| Given exercise |
Pick out every line below that contains the string "collar", and copy each one unchanged.

| Excerpted data |
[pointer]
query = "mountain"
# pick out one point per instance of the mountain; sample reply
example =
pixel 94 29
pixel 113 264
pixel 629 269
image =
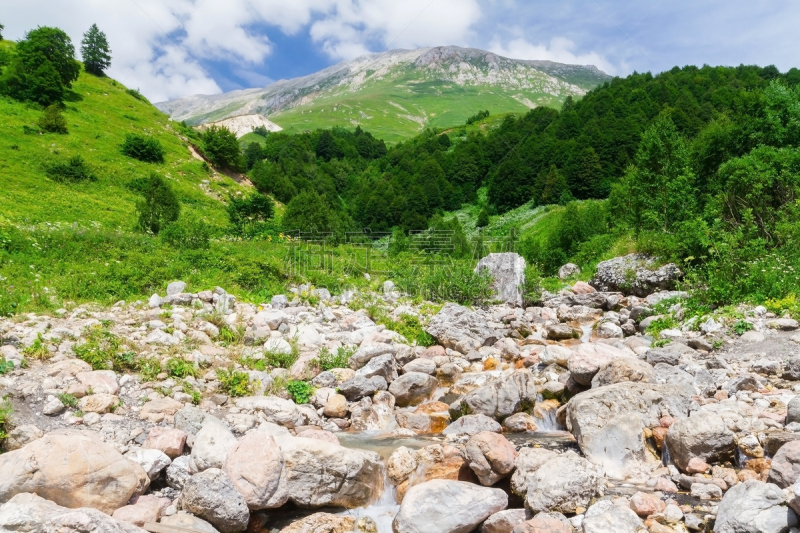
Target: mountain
pixel 397 94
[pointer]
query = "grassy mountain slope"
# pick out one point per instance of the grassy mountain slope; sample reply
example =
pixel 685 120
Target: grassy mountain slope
pixel 99 114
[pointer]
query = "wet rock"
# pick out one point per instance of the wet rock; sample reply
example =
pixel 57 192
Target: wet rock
pixel 445 506
pixel 212 496
pixel 704 436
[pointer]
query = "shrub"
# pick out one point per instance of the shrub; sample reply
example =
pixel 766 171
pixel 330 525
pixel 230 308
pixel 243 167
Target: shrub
pixel 53 120
pixel 300 391
pixel 188 232
pixel 234 383
pixel 143 147
pixel 73 171
pixel 159 207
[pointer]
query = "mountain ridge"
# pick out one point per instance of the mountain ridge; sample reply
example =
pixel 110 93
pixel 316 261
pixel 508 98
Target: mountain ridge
pixel 411 76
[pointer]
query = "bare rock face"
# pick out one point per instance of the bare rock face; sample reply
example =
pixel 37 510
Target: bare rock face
pixel 29 512
pixel 635 274
pixel 508 272
pixel 446 506
pixel 212 496
pixel 73 470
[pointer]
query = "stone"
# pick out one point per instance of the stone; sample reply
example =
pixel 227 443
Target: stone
pixel 608 422
pixel 32 513
pixel 320 473
pixel 754 507
pixel 785 468
pixel 622 369
pixel 460 329
pixel 72 469
pixel 211 445
pixel 704 435
pixel 167 440
pixel 564 484
pixel 255 467
pixel 358 387
pixel 508 275
pixel 490 456
pixel 635 274
pixel 151 461
pixel 413 388
pixel 212 496
pixel 447 506
pixel 472 425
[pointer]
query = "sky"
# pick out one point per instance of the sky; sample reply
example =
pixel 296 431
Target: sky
pixel 173 48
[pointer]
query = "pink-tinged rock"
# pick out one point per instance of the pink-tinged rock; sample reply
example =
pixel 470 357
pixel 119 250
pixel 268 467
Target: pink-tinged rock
pixel 581 287
pixel 696 466
pixel 145 509
pixel 99 381
pixel 646 504
pixel 168 440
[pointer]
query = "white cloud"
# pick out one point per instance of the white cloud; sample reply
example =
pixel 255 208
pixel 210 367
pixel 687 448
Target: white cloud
pixel 560 50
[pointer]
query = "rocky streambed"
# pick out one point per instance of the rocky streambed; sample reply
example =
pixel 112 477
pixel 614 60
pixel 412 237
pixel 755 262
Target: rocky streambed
pixel 564 417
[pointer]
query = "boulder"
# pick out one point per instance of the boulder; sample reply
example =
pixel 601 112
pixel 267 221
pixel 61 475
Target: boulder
pixel 72 469
pixel 704 436
pixel 754 507
pixel 785 468
pixel 490 456
pixel 508 275
pixel 32 513
pixel 635 274
pixel 320 473
pixel 460 329
pixel 502 398
pixel 413 388
pixel 255 467
pixel 212 496
pixel 563 484
pixel 446 506
pixel 608 422
pixel 211 445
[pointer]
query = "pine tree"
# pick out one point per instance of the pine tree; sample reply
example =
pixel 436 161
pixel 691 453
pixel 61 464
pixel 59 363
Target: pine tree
pixel 95 51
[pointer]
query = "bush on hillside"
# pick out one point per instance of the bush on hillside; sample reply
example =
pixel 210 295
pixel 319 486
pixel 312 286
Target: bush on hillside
pixel 159 206
pixel 73 171
pixel 144 148
pixel 53 120
pixel 221 146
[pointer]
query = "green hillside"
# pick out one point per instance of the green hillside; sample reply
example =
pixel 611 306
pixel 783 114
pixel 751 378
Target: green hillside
pixel 99 113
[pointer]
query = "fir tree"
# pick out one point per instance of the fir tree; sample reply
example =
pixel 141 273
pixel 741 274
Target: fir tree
pixel 95 51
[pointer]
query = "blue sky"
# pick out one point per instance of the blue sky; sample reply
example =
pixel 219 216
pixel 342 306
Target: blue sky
pixel 173 48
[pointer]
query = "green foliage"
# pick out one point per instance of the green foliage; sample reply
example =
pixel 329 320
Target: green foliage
pixel 143 147
pixel 300 391
pixel 328 360
pixel 160 205
pixel 95 51
pixel 189 232
pixel 222 147
pixel 177 367
pixel 234 383
pixel 53 120
pixel 75 170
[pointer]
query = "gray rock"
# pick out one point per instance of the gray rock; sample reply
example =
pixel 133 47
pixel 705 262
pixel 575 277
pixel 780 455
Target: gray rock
pixel 635 274
pixel 704 436
pixel 608 421
pixel 212 496
pixel 472 425
pixel 508 272
pixel 563 484
pixel 358 387
pixel 412 388
pixel 446 506
pixel 460 329
pixel 754 507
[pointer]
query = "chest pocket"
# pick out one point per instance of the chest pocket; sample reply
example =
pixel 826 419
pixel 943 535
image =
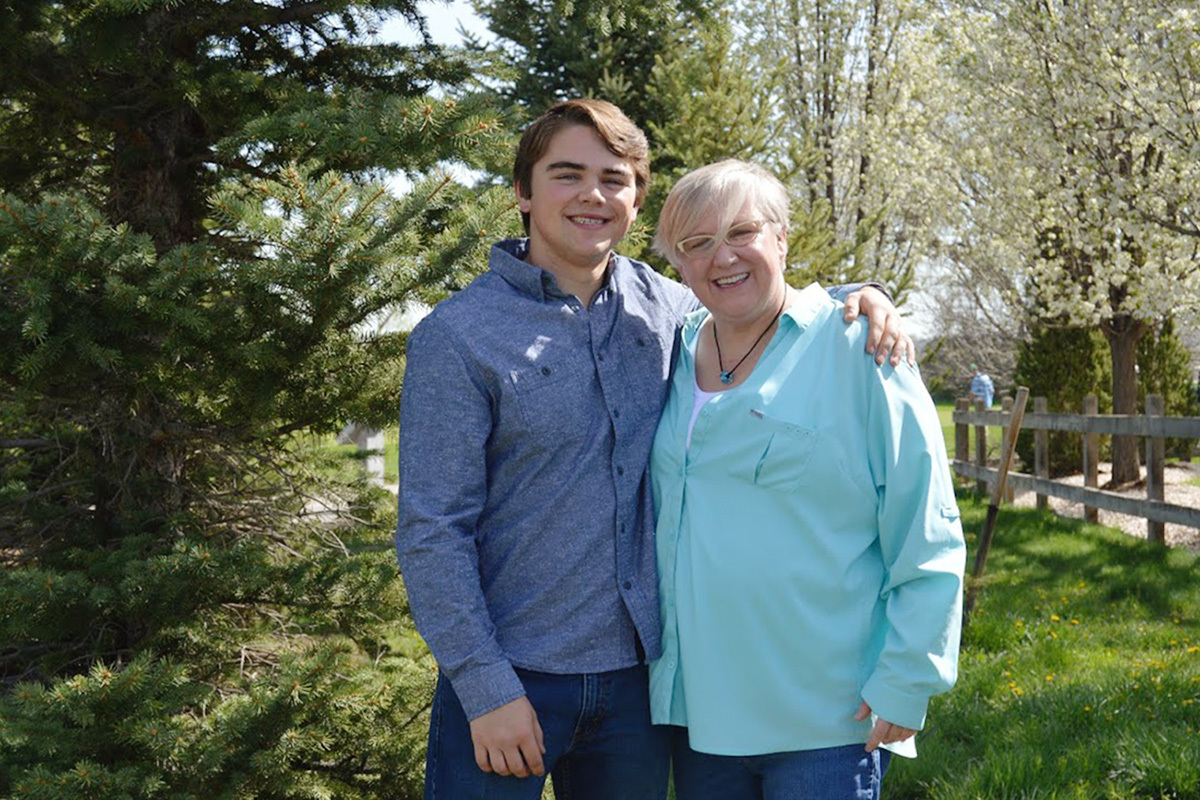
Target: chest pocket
pixel 785 452
pixel 558 398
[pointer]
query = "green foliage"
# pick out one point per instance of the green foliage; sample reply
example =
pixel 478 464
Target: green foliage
pixel 1078 677
pixel 1063 365
pixel 196 266
pixel 552 50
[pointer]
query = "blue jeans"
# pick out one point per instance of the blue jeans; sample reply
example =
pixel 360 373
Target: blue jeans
pixel 600 744
pixel 846 773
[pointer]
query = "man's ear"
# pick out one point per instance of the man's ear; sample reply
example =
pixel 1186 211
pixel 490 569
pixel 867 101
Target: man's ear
pixel 522 198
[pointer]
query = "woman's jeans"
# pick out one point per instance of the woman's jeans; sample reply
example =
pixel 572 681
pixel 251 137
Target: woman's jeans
pixel 600 744
pixel 846 773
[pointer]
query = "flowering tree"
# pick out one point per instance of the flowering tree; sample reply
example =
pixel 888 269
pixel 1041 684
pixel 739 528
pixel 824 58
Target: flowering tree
pixel 1077 142
pixel 853 98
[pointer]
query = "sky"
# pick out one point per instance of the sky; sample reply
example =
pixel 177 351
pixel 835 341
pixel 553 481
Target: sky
pixel 444 19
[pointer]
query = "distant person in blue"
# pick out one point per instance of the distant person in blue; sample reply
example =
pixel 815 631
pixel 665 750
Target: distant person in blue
pixel 981 386
pixel 809 547
pixel 526 529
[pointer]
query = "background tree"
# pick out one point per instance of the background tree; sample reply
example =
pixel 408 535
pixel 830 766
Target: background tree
pixel 196 601
pixel 1072 191
pixel 853 76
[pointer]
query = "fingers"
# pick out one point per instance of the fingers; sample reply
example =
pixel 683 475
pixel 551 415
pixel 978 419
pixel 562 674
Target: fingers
pixel 851 306
pixel 876 737
pixel 509 740
pixel 481 758
pixel 885 733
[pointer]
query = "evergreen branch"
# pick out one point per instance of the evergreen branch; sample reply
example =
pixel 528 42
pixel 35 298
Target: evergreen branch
pixel 27 444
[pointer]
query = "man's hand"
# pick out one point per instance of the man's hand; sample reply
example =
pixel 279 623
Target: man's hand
pixel 886 330
pixel 508 740
pixel 883 733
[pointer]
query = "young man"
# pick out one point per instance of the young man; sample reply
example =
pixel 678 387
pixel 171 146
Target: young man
pixel 526 531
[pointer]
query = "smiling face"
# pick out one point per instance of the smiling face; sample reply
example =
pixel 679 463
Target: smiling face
pixel 742 286
pixel 581 202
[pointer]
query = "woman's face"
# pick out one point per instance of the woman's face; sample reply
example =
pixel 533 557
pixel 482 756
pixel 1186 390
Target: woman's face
pixel 741 283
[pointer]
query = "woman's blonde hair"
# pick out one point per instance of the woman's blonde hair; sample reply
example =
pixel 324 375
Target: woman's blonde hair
pixel 727 187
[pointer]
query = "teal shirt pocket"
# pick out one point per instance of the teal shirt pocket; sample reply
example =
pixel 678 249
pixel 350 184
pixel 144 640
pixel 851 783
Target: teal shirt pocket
pixel 786 455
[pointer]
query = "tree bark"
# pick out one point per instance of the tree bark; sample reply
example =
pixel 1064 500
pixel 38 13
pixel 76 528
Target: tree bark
pixel 1123 332
pixel 154 185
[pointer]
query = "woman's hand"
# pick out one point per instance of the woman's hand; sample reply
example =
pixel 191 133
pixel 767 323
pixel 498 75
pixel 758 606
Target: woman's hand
pixel 883 733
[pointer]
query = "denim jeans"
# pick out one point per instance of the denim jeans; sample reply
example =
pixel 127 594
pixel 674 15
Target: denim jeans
pixel 846 773
pixel 600 744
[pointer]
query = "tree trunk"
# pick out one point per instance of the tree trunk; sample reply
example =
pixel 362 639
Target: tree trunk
pixel 1123 332
pixel 154 185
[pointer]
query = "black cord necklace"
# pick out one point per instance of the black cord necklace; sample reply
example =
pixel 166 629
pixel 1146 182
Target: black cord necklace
pixel 727 374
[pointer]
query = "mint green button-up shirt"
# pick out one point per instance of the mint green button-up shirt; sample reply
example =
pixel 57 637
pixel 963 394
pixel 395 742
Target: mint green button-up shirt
pixel 809 547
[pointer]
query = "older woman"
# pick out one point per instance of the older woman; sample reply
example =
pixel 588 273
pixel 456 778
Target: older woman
pixel 810 554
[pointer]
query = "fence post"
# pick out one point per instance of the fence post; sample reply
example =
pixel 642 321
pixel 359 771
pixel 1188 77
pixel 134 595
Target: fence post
pixel 1006 405
pixel 1091 457
pixel 1156 451
pixel 961 435
pixel 981 450
pixel 1042 450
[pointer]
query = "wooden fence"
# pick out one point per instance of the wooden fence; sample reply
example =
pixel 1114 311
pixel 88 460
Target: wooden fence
pixel 1153 427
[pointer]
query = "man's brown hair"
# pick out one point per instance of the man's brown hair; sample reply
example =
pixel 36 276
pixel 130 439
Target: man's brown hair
pixel 618 132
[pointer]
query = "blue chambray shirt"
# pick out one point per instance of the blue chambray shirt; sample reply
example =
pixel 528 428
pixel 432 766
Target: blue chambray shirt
pixel 809 546
pixel 526 522
pixel 526 529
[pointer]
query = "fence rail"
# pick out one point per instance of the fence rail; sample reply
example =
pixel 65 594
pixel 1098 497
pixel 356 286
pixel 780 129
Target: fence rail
pixel 1153 427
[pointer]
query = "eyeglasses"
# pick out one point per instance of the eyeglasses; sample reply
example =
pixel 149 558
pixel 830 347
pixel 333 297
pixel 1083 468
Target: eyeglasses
pixel 739 235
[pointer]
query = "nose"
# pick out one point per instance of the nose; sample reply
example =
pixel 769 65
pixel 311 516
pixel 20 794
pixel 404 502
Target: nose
pixel 591 192
pixel 725 252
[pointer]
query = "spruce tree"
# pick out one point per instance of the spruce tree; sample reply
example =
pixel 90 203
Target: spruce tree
pixel 198 600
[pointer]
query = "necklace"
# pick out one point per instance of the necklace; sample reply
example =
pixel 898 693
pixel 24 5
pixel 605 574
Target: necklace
pixel 727 374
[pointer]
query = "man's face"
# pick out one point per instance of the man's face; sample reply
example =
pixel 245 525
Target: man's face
pixel 582 200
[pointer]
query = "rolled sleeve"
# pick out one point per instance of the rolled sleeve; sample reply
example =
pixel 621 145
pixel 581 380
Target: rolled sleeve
pixel 445 419
pixel 921 540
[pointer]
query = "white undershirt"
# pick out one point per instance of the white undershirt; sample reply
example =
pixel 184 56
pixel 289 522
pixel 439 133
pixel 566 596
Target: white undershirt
pixel 699 396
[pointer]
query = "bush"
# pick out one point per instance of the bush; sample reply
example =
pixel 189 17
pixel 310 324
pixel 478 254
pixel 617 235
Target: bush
pixel 1063 365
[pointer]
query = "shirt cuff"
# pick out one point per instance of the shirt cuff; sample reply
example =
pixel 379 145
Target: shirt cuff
pixel 486 689
pixel 904 709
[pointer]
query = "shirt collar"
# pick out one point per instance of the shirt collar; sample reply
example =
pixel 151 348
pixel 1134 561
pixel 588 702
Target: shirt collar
pixel 508 259
pixel 809 304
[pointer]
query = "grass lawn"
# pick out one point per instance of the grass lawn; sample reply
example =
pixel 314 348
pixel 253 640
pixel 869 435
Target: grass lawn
pixel 1079 675
pixel 995 433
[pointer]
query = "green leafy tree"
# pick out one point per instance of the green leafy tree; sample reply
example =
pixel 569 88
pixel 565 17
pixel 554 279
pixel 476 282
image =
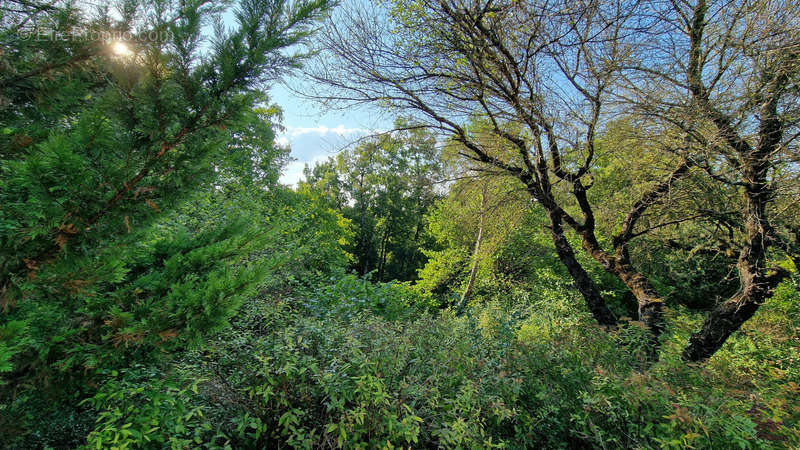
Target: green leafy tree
pixel 385 185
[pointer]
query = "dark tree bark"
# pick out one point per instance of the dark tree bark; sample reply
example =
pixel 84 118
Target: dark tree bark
pixel 583 282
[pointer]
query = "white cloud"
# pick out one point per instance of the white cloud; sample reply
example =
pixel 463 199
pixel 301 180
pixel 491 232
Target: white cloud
pixel 293 172
pixel 341 130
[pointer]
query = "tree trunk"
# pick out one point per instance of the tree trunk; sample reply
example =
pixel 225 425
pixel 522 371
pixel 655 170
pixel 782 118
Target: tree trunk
pixel 756 283
pixel 462 304
pixel 583 282
pixel 650 304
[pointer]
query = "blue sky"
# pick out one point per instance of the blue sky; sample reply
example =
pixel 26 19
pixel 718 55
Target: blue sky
pixel 314 133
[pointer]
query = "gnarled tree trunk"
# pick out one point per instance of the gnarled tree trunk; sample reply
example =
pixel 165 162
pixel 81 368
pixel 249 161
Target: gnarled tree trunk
pixel 583 282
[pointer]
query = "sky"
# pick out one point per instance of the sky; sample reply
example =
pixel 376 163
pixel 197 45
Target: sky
pixel 315 133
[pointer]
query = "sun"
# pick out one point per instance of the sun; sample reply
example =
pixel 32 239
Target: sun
pixel 121 49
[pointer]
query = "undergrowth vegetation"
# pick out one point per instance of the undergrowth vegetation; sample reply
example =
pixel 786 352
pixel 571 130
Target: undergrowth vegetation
pixel 359 365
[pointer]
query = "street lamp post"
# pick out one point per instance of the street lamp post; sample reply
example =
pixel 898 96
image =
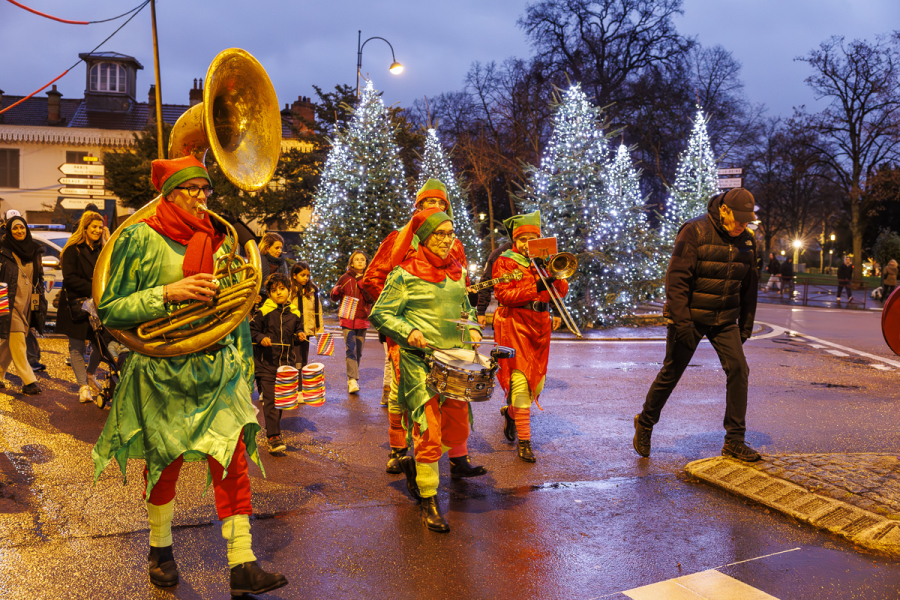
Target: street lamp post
pixel 395 68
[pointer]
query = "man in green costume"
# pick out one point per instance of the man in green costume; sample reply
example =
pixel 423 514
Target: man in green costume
pixel 167 410
pixel 420 298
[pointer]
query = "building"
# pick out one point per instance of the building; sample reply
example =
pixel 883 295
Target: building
pixel 48 130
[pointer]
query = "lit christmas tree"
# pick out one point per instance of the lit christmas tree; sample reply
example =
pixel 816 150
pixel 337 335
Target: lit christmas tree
pixel 695 183
pixel 436 165
pixel 362 193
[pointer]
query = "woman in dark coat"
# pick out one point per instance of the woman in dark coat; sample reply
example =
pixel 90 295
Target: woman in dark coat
pixel 22 272
pixel 78 259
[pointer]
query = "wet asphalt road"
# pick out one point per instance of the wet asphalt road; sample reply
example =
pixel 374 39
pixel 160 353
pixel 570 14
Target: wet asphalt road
pixel 589 520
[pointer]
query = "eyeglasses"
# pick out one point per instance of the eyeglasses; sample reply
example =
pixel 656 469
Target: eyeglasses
pixel 194 191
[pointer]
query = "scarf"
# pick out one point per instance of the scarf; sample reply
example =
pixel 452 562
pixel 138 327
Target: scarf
pixel 432 268
pixel 27 248
pixel 198 234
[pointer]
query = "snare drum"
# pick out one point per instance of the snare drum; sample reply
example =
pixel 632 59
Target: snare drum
pixel 461 374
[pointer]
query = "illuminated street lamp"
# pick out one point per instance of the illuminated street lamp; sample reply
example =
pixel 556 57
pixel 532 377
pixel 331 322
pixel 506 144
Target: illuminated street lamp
pixel 395 68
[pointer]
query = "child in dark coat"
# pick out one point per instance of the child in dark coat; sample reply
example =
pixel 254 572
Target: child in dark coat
pixel 276 329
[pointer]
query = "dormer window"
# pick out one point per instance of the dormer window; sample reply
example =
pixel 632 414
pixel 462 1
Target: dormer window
pixel 108 77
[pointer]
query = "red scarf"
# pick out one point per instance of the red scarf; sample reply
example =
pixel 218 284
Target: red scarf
pixel 198 234
pixel 432 268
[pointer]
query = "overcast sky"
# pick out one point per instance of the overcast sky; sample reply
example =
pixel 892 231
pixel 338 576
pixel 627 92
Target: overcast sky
pixel 301 43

| Result for this exercise |
query = "shirt collar"
# pick out one point per instance of the shirt collar; sample reply
Target: shirt collar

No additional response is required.